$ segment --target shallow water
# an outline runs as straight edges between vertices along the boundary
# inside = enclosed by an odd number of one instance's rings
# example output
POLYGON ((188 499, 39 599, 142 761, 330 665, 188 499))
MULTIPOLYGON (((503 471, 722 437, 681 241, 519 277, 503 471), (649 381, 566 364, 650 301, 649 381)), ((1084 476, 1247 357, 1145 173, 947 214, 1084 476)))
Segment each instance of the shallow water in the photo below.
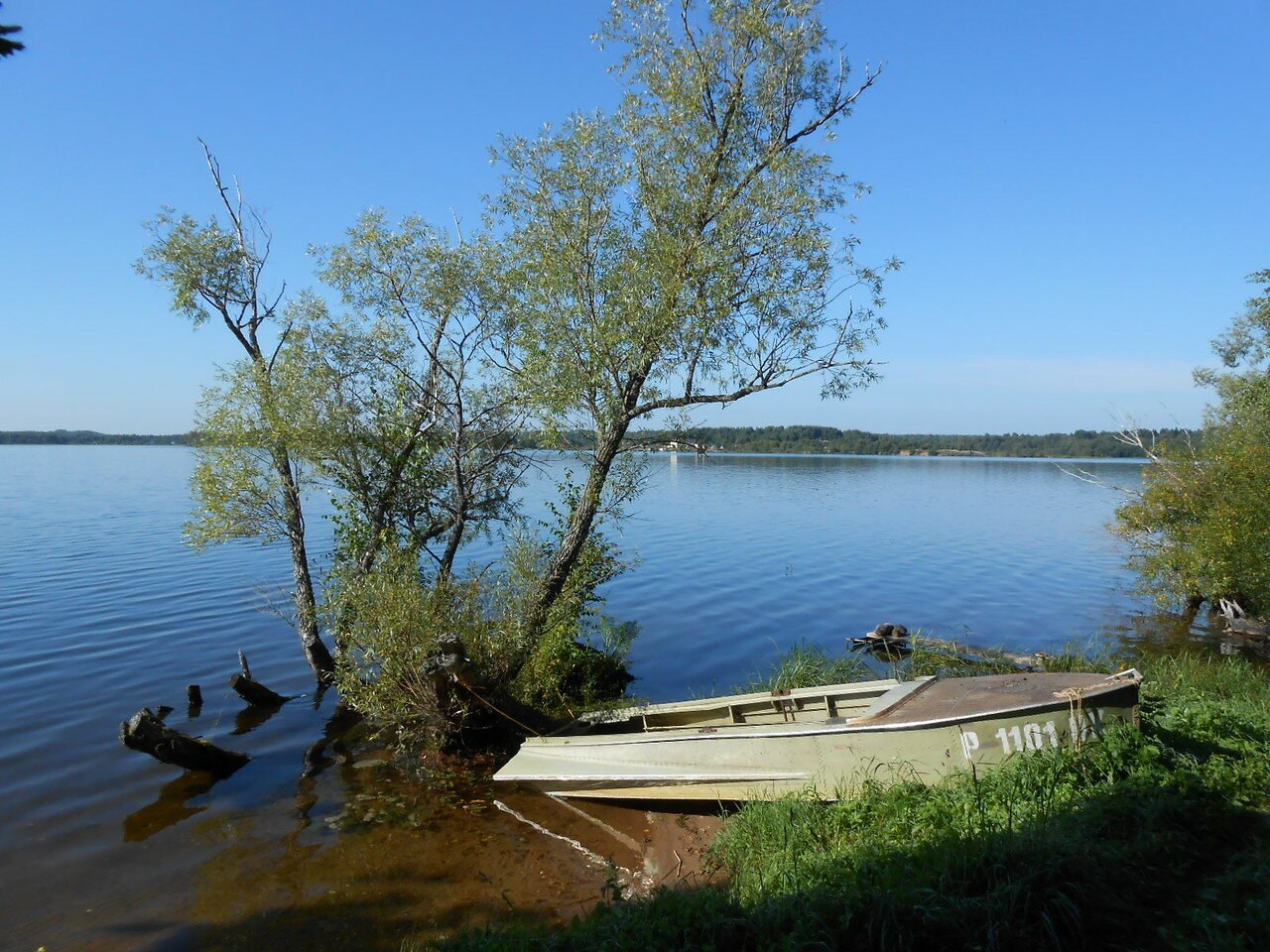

----------

WHAT TO PRODUCE: Pull out every line in the data above that contains the string "shallow".

WRITTEN RESPONSE:
$ segment --target shallow water
Segment each instance of the shallow water in the photo below.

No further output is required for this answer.